SOURCE RECORDS:

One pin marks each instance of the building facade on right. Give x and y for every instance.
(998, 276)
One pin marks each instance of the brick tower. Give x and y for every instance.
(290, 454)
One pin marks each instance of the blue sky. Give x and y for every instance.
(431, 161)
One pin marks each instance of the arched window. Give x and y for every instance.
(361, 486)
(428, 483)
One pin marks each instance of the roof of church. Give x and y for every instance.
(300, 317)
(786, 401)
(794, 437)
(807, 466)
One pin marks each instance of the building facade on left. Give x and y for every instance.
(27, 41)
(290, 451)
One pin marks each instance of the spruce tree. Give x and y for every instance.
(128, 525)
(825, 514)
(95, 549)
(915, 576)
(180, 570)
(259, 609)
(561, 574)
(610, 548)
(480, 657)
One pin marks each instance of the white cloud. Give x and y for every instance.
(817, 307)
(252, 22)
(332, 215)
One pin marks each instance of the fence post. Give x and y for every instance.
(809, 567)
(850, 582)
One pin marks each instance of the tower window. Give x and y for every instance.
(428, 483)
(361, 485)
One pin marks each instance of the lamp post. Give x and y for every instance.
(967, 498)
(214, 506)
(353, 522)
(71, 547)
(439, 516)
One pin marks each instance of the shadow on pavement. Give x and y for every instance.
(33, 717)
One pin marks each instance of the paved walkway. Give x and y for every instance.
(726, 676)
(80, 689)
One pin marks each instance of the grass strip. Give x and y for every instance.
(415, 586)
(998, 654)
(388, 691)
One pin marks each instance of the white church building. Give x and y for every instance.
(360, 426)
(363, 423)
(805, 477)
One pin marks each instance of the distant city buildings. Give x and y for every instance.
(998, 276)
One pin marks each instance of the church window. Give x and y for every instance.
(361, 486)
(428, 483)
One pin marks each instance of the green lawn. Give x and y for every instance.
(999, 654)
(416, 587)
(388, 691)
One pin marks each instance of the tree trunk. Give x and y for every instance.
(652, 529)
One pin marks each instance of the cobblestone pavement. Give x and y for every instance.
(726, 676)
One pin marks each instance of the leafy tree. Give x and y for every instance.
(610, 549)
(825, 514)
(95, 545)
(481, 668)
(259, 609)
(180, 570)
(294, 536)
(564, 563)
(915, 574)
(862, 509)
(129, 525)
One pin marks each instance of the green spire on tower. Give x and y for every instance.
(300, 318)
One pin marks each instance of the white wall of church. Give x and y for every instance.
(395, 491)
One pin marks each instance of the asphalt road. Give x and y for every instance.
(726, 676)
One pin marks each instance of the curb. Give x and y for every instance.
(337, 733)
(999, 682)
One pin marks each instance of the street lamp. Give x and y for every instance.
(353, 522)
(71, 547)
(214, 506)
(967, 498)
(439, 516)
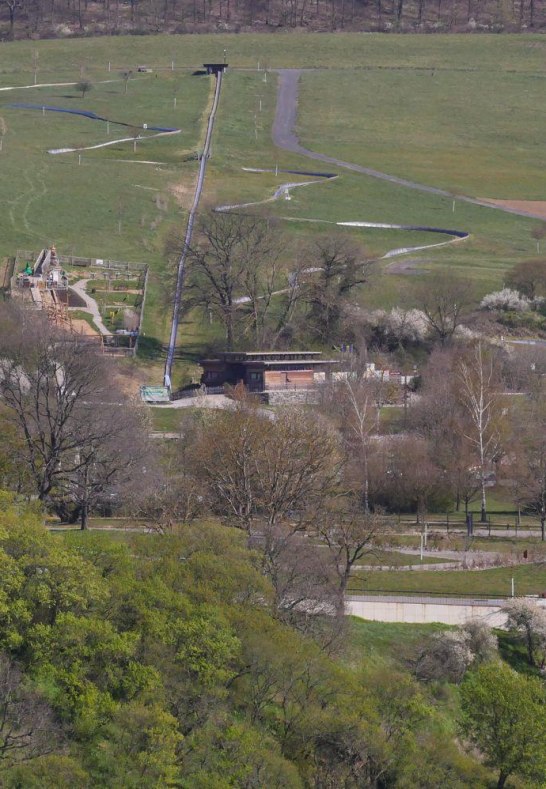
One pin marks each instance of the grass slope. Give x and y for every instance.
(473, 126)
(528, 579)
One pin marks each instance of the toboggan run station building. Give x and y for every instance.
(278, 376)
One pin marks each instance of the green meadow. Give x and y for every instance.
(463, 113)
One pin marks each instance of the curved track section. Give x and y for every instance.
(21, 105)
(285, 137)
(181, 272)
(284, 191)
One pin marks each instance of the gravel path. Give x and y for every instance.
(91, 306)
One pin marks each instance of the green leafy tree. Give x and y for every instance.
(504, 715)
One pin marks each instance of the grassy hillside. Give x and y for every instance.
(459, 112)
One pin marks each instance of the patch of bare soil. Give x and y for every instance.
(409, 266)
(183, 194)
(533, 207)
(82, 327)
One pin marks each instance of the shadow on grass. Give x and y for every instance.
(150, 348)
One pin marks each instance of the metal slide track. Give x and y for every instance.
(189, 230)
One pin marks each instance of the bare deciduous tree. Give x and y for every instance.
(443, 299)
(75, 429)
(479, 387)
(268, 471)
(232, 272)
(336, 267)
(349, 535)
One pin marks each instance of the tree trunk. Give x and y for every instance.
(84, 517)
(483, 517)
(503, 777)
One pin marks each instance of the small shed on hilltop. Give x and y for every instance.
(215, 68)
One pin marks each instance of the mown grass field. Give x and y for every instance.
(461, 112)
(528, 579)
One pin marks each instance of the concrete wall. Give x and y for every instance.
(291, 397)
(393, 610)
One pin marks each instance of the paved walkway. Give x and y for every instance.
(284, 136)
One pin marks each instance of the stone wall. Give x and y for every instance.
(292, 397)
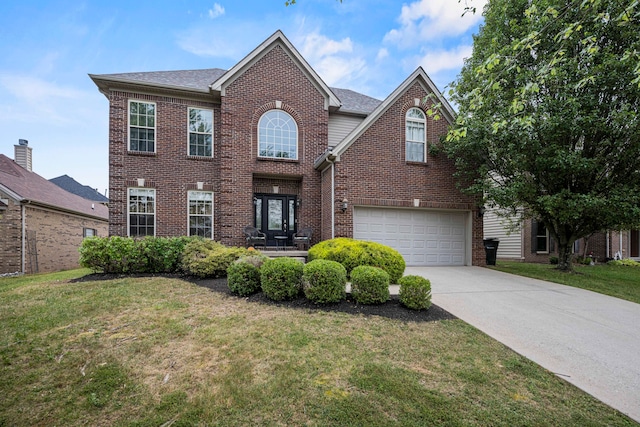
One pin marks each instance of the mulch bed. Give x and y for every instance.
(391, 309)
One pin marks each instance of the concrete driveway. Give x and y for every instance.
(588, 339)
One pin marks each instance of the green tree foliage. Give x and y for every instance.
(548, 115)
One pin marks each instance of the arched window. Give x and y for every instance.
(416, 136)
(277, 135)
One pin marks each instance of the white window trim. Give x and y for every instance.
(547, 239)
(155, 124)
(200, 133)
(406, 138)
(155, 209)
(213, 207)
(297, 137)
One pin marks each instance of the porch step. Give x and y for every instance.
(299, 255)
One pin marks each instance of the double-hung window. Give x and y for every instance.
(201, 214)
(542, 239)
(142, 126)
(142, 212)
(416, 144)
(277, 135)
(200, 132)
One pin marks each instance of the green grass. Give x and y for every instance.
(617, 281)
(157, 351)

TASK TO COMPLETE: Excluding the pictures, reproduce every entry exactly as given.

SOLUTION:
One pin marks each instance of the building facade on right. Give x and y for every instance.
(998, 276)
One pin marks each instance of the brick tower. Give x and y for every instance.
(290, 454)
One pin marks each instance of the blue sky. Give x and y for every instance.
(431, 161)
One pin marks each instance of the arched window. Give x and y for every instance.
(361, 486)
(428, 483)
One pin marks each instance of the roof of church. Give x and y for every instance.
(300, 317)
(786, 401)
(794, 437)
(807, 466)
One pin marks each instance of the building facade on left. Give x and y for every instance.
(27, 41)
(290, 451)
One pin marks each instance of the spruce tree. Give x and y for every instance.
(128, 525)
(825, 514)
(95, 549)
(915, 576)
(180, 570)
(259, 609)
(561, 574)
(610, 548)
(480, 657)
One pin marks each instance of the white cloud. Give x and y for every instance.
(817, 307)
(252, 22)
(332, 215)
One pin marks each instance of the fence post. Give x and y for every instance.
(809, 567)
(850, 582)
One pin marks each instance of the tower window. Give x and y for every instance.
(428, 483)
(361, 485)
One pin marks each instance of the lamp post. Give x and y for every instance.
(967, 498)
(214, 506)
(353, 522)
(71, 547)
(439, 516)
One pin marks each instance of the shadow on pavement. Give x and y for every instance.
(33, 717)
One pin marks each instance of the paved walkway. Give x and y for every instance.
(726, 676)
(80, 689)
One pin marks each instance of the grass strip. Give x and y for every instance.
(415, 586)
(998, 654)
(388, 691)
One pin marks each instance of the white church building. Give x and y for every instance.
(360, 426)
(363, 423)
(805, 477)
One pin marks each instance of the distant city buildings. Give x and y for every instance.
(998, 276)
One pin marks each instance of the church window. Give x and y for every instance.
(361, 486)
(428, 483)
One pin marks each instance of the green lawn. Give x and y for every instance.
(999, 654)
(416, 587)
(388, 691)
One pin marks each instance of the tree trunk. Give x and y for every instance.
(652, 529)
One pin marks each instance of the cobblestone pavement. Give x and y for every instance.
(726, 676)
One pin marks each instance of the leafy tree. Give x and y for every instance.
(610, 549)
(825, 514)
(95, 545)
(481, 668)
(259, 609)
(180, 570)
(294, 536)
(564, 563)
(915, 574)
(862, 509)
(129, 525)
One pin marks each instance of the green spire on tower. Give x and y for every instance.
(300, 318)
One pin marks each instance of the white wall of church. Give x and y for every instance.
(395, 491)
One pin marks each instance of the asphalt road. Give x and y for every instance.
(726, 676)
One pin marks each instance of the curb. Give x and y for every instance.
(337, 733)
(999, 682)
One pin marks each instance of the street lamp. Give x and y for every instance.
(353, 522)
(71, 547)
(214, 506)
(967, 498)
(439, 516)
One pin marks each instance of the grass slope. Give x and y for every instance.
(473, 126)
(528, 579)
One pin marks each instance of the toboggan run station building. Give x and y for every instance.
(278, 376)
One pin marks each instance of the green meadow. Give x and y for every instance.
(463, 113)
One pin marks each instance of the curved track section. Give x and y for every instance.
(21, 105)
(285, 137)
(181, 272)
(284, 191)
One pin marks each instance of the gravel path. Give x and y for every instance.
(91, 306)
One pin marks each instance of the green leafy tree. Give x and y for every instance.
(504, 715)
One pin marks each instance of the grassy hillside. Give x and y for every instance.
(459, 112)
One pin marks each instance of the patch of bare soil. Give x and y for every instance.
(409, 266)
(183, 194)
(533, 207)
(82, 327)
One pin marks each instance of the shadow on grass. Give x and y for every instance.
(150, 348)
One pin marks each instance of the metal slide track. Give x and y for every instance.
(189, 230)
One pin marks each instance of the bare deciduous tree. Give x and y for every instance.
(443, 299)
(75, 429)
(479, 387)
(268, 471)
(232, 272)
(336, 267)
(349, 535)
One pin marks each instance of the tree trunk. Give x and y for every instance.
(84, 517)
(483, 517)
(503, 777)
One pin marks each instance of the small shed on hilltop. Give x and y for every instance.
(215, 68)
One pin marks each instance of the mown grass field. Give x and y for every instance.
(461, 112)
(528, 579)
One pin marks each instance of the concrete wall. Give x and y for every instance.
(291, 397)
(393, 610)
One pin marks each instance of the paved walkway. Give x and y for every instance.
(284, 136)
One pin marks each instance of the stone wall. Give x and y for every instance.
(292, 397)
One pin marks each instance of the mulch bed. Give x and y for every instance.
(391, 309)
One pin marks each instance of the concrete driveway. Give x and y for every instance.
(588, 339)
One pin marks each instance of the green tree foliage. Give x and y for every instance.
(548, 115)
One pin marks each instance of the arched window. Give x and y for every instance.
(416, 136)
(277, 135)
One pin marks each instance of the white window trim. Give x and y for every instance.
(547, 239)
(155, 124)
(200, 133)
(406, 138)
(155, 209)
(213, 207)
(297, 137)
One pin marks each instance of the porch step. Give x and y for every instance.
(299, 255)
One pin marks each instance of the double-hung window. Give x and y for every instance.
(201, 214)
(542, 239)
(142, 126)
(142, 212)
(416, 144)
(277, 135)
(200, 132)
One pin marks each instance of the green grass. Give x and y for every instance.
(617, 281)
(157, 351)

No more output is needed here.